Prompt: Would you reproduce each of the records below precisely, with the pictures left out?

Material provided:
"""

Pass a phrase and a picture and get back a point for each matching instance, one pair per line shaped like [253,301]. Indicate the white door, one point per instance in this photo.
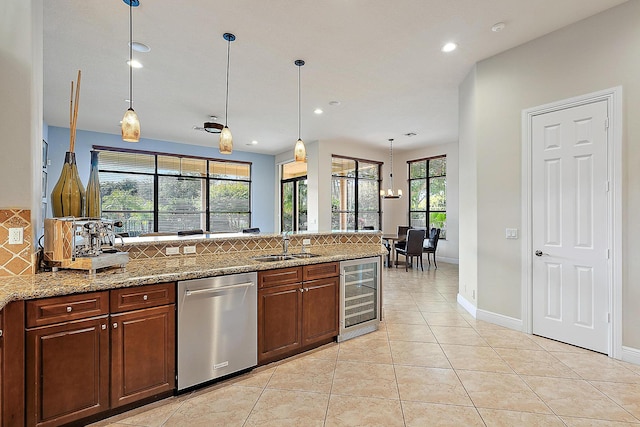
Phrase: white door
[570,226]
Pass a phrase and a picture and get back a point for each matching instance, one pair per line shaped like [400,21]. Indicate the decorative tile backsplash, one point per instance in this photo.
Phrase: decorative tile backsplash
[16,260]
[271,243]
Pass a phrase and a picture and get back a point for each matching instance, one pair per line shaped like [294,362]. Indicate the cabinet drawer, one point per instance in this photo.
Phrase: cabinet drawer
[320,271]
[137,297]
[280,276]
[48,311]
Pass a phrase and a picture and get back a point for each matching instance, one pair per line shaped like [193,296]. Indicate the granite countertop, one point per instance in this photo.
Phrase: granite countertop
[169,269]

"""

Response area:
Pass a phrase and a picture and get back a point for each matching instance, one pair per line shaped like [253,301]. Indicate the white door, one point per instance in this photo.
Phrase: white door
[570,226]
Pass a phrase and a picture and get back a point for each matching instance, one pair per line shaped like [400,21]. Indicate the decorative tile backsplash, one point per instance in this photo.
Phrase: decorative tile backsplash
[16,260]
[271,243]
Pass a phrase and a picture and get back a point for each matching instance, one pair per line shaped like [294,362]. Indicate the cabinet drawer, one point per instance in this photo.
Phrase: cabinet drawer
[320,271]
[137,297]
[280,276]
[48,311]
Pass a phrase and a picture and get back a point for each matching instance, one pair per line shaped like [193,296]. Indicate the granite countertop, one point per instance in this photo.
Phrase: granite countertop
[169,269]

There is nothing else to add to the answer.